WHAT TO DO: Locate each line in the items below that contains the word "eyeglasses" and copy those lines in full. Case counts, so a line matches only if the capitalization is identical.

RECORDED INFORMATION:
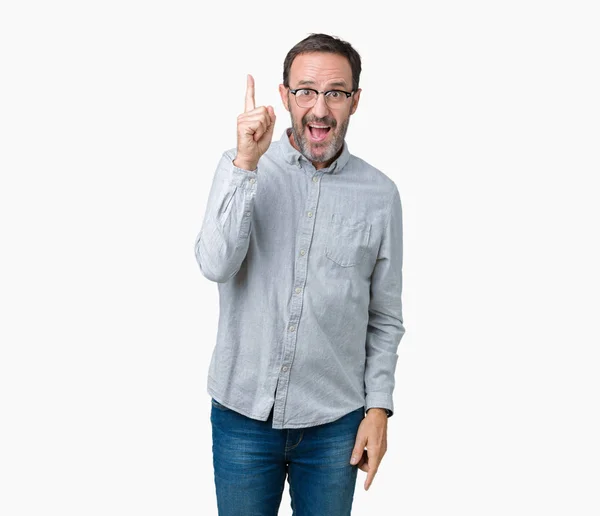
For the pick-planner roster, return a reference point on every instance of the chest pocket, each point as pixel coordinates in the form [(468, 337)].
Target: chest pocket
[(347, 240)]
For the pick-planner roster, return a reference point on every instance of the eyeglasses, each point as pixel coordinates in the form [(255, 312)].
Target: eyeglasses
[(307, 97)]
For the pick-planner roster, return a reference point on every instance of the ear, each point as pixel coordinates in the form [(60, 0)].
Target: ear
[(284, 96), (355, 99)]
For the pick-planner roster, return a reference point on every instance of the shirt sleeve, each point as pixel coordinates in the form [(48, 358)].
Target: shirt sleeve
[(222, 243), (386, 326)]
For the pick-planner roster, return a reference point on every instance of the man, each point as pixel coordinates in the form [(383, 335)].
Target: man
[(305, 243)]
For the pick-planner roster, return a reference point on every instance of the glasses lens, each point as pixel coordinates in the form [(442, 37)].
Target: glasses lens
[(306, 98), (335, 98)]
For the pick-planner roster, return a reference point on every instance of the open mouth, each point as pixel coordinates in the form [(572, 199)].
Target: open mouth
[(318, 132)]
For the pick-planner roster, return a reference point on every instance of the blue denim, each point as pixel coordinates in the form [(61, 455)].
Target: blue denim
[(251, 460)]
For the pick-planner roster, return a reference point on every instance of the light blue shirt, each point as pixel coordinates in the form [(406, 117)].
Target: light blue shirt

...

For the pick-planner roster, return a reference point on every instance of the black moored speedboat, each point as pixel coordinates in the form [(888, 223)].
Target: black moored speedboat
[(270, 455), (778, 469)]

--

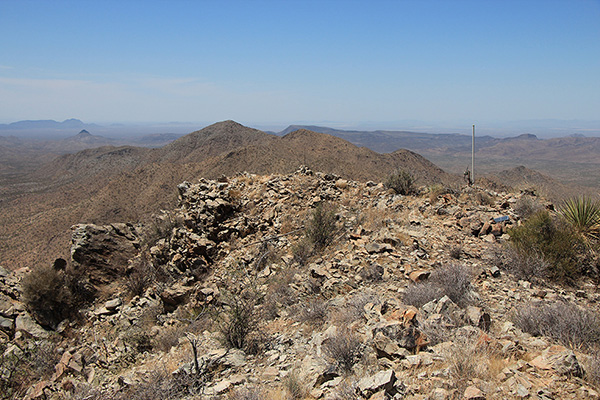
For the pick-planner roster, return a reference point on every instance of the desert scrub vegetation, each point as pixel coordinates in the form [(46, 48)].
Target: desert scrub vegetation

TASK RESPONSE:
For the pick-planner roster, return a reference point on every instance of the eyeglasses, each point as pixel coordinates in the form [(255, 312)].
Target: eyeglasses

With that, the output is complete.